*Record set*
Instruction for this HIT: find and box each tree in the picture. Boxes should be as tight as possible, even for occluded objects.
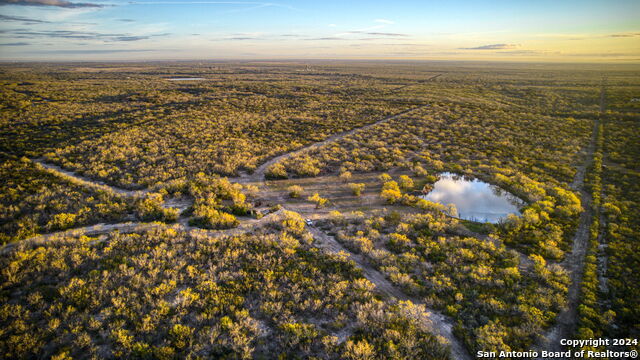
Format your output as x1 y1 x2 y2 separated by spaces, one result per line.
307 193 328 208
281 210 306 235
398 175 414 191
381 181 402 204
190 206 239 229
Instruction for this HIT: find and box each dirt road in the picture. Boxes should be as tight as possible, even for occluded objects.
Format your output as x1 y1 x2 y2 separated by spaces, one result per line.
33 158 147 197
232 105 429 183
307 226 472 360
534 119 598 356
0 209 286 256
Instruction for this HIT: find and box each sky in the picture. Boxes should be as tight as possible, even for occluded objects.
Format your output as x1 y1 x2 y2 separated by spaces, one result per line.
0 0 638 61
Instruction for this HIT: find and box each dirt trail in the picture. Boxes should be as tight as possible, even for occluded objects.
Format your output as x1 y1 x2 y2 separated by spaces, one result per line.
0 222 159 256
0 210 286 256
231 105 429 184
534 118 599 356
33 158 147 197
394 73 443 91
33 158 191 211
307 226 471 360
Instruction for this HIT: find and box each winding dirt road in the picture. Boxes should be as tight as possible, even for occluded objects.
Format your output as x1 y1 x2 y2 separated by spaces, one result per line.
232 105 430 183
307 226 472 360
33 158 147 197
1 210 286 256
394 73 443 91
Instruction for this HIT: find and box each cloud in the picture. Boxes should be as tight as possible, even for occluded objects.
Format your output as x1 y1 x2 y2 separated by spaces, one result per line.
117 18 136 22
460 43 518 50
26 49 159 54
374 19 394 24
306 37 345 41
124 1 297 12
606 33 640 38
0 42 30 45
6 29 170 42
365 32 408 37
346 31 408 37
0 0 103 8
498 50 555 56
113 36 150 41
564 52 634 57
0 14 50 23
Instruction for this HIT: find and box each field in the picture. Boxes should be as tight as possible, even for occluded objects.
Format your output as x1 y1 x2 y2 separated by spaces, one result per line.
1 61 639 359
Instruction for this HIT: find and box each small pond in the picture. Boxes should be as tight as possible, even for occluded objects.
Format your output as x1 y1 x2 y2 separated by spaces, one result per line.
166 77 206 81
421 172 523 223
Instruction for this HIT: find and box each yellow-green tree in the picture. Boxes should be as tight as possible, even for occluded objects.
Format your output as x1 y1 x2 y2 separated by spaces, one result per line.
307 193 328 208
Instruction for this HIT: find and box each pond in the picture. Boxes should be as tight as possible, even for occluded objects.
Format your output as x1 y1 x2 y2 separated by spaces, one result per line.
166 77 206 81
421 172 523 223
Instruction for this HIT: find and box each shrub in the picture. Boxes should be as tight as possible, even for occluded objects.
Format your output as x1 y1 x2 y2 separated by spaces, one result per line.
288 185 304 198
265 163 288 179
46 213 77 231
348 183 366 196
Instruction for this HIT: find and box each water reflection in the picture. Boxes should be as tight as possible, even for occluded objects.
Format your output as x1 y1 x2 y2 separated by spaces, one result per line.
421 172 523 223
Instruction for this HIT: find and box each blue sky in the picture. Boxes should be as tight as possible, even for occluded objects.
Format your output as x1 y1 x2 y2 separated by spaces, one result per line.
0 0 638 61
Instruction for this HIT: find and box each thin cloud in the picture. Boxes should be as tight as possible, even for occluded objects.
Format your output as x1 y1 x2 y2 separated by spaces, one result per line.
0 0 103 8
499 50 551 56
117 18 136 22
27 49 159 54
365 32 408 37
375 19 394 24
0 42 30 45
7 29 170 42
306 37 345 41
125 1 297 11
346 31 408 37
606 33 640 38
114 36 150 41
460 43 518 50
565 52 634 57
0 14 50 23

*Task*
An exact copy of all the entries above is required, with every picture left out.

*Exercise answer*
Instruction for this HIT: find and box each tree in the picture. Boxes should be as tight as possible, even for occluded objects.
Format your output as x1 y1 x2 y2 separated by spaces, one result per line.
307 193 328 208
281 210 306 235
398 175 414 191
381 181 402 204
190 206 239 229
Instruction for this HIT: find and box each dirt road in the picture. Boxes should be as tight as possible, even for occluded objects.
Format your output as x1 y1 x2 y2 separated by spaces, one result per line.
33 158 147 197
232 105 429 183
307 226 472 360
534 119 598 356
0 209 286 256
Instruction for this HIT: find and box each sky in the picture. Boxes should be as tight as possible, even for occluded objects.
Format your output as x1 y1 x2 y2 separated by spaces, one result per line.
0 0 638 61
Instruction for this HIT: find and box each dirt trail in the picture. Boxes should be as tight as possible, even for occluded objects.
Format your output as x1 y1 x2 y2 separated by spaces, one result per line.
0 222 159 256
0 210 286 256
231 105 429 184
534 118 599 356
33 158 147 197
394 73 443 91
33 158 191 211
307 226 471 360
Instruction for this HIT: find and box each winding dirt road in the picture. Boxes should be as tight as possible, even for occluded objects.
Format your output as x1 y1 x2 y2 separated by spaces, one result per line.
232 105 430 183
307 226 472 360
33 158 147 197
1 210 286 256
394 73 443 91
Instruction for this HIT: find and box each cloud in the picture. Boxes should be as tight as possible, even for occluded objects.
Format your output as x1 y1 x2 y2 separated by spaces, one result per line.
117 18 136 22
460 43 518 50
26 49 159 54
374 19 394 24
306 37 345 41
124 1 297 12
606 33 640 38
0 42 30 45
6 29 170 42
365 32 408 37
346 31 408 37
0 0 103 8
498 50 555 56
113 36 150 41
564 52 634 57
0 14 50 23
Instruction for this HIT: find and box each field in the picture. Boxes should be as tight as possible, even for occluded objects.
Format your output as x1 y1 x2 y2 separated by spaces, one result per line.
1 61 639 359
Instruction for this HIT: find and box each small pond in the picture. Boxes should be as tight as possible, even for occluded objects.
Format your output as x1 y1 x2 y2 separated by spaces, one result per line.
166 77 206 81
421 172 523 223
Instruction for this HIT: find and box each yellow-green tree in the picture. Boxes should be as tight as possible, even for occluded objects.
Format your output as x1 y1 x2 y2 separated by spaces, one result per line.
307 193 328 208
Instruction for this HIT: find and box each pond in the picture. Boxes should be as tight as possible, even for occluded objects.
Format your output as x1 y1 x2 y2 separated by spaces, one result per line.
166 77 206 81
421 172 523 223
Instruction for this HIT: find and box each shrub in the picture. Boxes should be as tight as possible, even for occluded objects.
Format your output as x1 y1 x2 y2 separated by spaces, one result per line.
288 185 304 198
265 163 288 179
46 213 77 231
348 183 366 196
Instruction for this HIT: find and box each water reflection in the picture. Boxes should be as tight as possible, even for occluded objects.
Format your output as x1 y1 x2 y2 separated by spaces, one result per line.
421 172 523 223
Instruction for this HIT: find and box each blue sky in the picture. Boxes should be as tight as possible, even for occluded objects.
Format your output as x1 y1 x2 y2 separated by spaces, one result per line.
0 0 638 61
Instruction for this HIT: find and box each thin cloud in the picture. Boxes should be as tight as possible, even for occluded objects.
Format your output as x1 y1 x2 y2 separated by spaces, one result per line.
0 0 103 8
499 50 551 56
117 18 136 22
27 49 159 54
365 32 408 37
375 19 394 24
0 42 30 45
7 29 170 42
306 37 345 41
125 1 297 11
346 31 408 37
606 33 640 38
114 36 150 41
460 43 518 50
565 52 634 57
0 14 50 23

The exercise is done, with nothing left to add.